======== Stored rows ========
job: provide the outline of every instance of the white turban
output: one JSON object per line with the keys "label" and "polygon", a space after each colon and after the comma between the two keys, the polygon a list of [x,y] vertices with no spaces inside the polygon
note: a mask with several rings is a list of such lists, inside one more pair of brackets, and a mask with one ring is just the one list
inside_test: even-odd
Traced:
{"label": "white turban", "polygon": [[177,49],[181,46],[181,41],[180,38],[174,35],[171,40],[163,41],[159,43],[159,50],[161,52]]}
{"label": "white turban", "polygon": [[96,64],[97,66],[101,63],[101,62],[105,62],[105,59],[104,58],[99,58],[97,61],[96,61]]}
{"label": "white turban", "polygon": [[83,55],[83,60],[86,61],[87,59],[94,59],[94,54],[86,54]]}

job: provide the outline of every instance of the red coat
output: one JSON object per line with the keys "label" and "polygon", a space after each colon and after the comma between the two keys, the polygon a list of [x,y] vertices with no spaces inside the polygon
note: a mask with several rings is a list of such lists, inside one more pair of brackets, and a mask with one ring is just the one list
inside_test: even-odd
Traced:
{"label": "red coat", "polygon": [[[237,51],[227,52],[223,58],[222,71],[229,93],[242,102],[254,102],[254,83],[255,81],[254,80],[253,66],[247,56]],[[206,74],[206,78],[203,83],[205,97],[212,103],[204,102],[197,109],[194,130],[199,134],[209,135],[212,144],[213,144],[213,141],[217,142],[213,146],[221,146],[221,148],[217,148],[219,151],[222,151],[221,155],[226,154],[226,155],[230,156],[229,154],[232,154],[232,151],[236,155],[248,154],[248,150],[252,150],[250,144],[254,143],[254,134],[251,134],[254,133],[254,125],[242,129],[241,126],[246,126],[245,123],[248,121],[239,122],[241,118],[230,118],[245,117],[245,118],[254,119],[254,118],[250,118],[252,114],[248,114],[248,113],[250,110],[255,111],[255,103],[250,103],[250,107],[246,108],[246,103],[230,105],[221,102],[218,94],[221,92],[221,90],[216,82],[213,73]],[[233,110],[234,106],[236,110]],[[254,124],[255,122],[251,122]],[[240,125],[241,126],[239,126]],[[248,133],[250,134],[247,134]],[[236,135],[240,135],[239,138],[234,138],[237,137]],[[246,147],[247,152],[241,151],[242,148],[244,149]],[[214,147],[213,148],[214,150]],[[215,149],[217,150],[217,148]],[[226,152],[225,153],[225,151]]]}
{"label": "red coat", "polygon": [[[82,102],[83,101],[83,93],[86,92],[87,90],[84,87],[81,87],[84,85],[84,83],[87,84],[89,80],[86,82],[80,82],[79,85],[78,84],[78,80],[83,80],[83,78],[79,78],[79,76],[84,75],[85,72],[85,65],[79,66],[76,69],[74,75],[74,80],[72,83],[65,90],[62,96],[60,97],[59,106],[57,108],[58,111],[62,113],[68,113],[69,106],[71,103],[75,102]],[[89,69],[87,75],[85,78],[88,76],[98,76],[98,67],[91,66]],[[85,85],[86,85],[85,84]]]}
========
• Written exercise
Without leaving anything out, quote all the data.

• Task response
job: provide the outline of every instance of the white turban
output: one JSON object per line with the keys "label" and "polygon", a space after each colon and after the comma between the two keys, the polygon a list of [x,y] vertices with no spaces inside the polygon
note: a mask with several rings is a list of such lists, inside one more pair of brackets, and a mask with one ring is just the one list
inside_test: even-odd
Traced:
{"label": "white turban", "polygon": [[177,49],[181,46],[181,41],[180,38],[174,35],[171,40],[163,41],[159,43],[159,50],[161,52]]}
{"label": "white turban", "polygon": [[96,64],[97,66],[101,63],[101,62],[105,62],[105,59],[104,58],[99,58],[97,61],[96,61]]}
{"label": "white turban", "polygon": [[83,55],[83,60],[86,61],[87,59],[94,59],[94,54],[86,54]]}

job: provide the outline of every instance of the red coat
output: one JSON object per line with the keys "label" and "polygon", a space after each colon and after the comma between the two keys, the polygon a list of [x,y] vertices with no spaces inside the polygon
note: a mask with several rings is a list of such lists, inside one more pair of brackets, and a mask with one ring is just the one list
inside_test: even-odd
Traced:
{"label": "red coat", "polygon": [[[237,51],[227,52],[223,58],[222,71],[229,93],[242,102],[254,102],[254,83],[255,81],[254,80],[253,66],[247,56]],[[206,74],[206,78],[203,83],[205,97],[212,103],[204,102],[197,109],[194,130],[199,134],[209,135],[212,144],[213,144],[213,141],[217,142],[213,146],[221,146],[221,148],[217,148],[219,151],[222,151],[221,155],[226,154],[226,155],[230,156],[229,154],[232,154],[232,151],[236,155],[248,154],[248,150],[252,150],[250,144],[254,143],[254,134],[251,134],[254,133],[254,125],[242,129],[241,126],[246,126],[245,123],[248,121],[239,122],[241,118],[230,118],[245,117],[245,118],[254,119],[254,118],[250,118],[252,114],[248,114],[248,113],[250,110],[255,111],[255,103],[250,103],[250,107],[246,108],[246,103],[230,105],[221,102],[218,94],[221,92],[221,90],[216,82],[213,73]],[[233,110],[234,106],[236,110]],[[254,124],[255,122],[251,122]],[[240,125],[241,126],[239,126]],[[248,133],[250,134],[247,134]],[[236,135],[240,135],[239,138],[234,138],[237,137]],[[246,147],[247,152],[241,151],[242,148],[244,149]],[[214,147],[213,148],[214,150]],[[215,149],[217,150],[217,148]],[[226,152],[225,153],[225,151]]]}
{"label": "red coat", "polygon": [[[82,102],[83,101],[83,93],[86,92],[87,90],[84,87],[81,87],[84,85],[84,83],[87,84],[89,80],[86,82],[80,82],[79,85],[78,84],[78,80],[83,80],[83,78],[79,78],[79,76],[84,75],[85,72],[85,65],[79,66],[76,69],[74,75],[74,80],[72,83],[65,90],[62,96],[60,97],[59,106],[57,108],[58,111],[62,113],[68,113],[69,106],[71,103],[75,102]],[[89,69],[87,75],[85,78],[88,76],[98,76],[98,67],[91,66]],[[85,85],[86,85],[85,84]]]}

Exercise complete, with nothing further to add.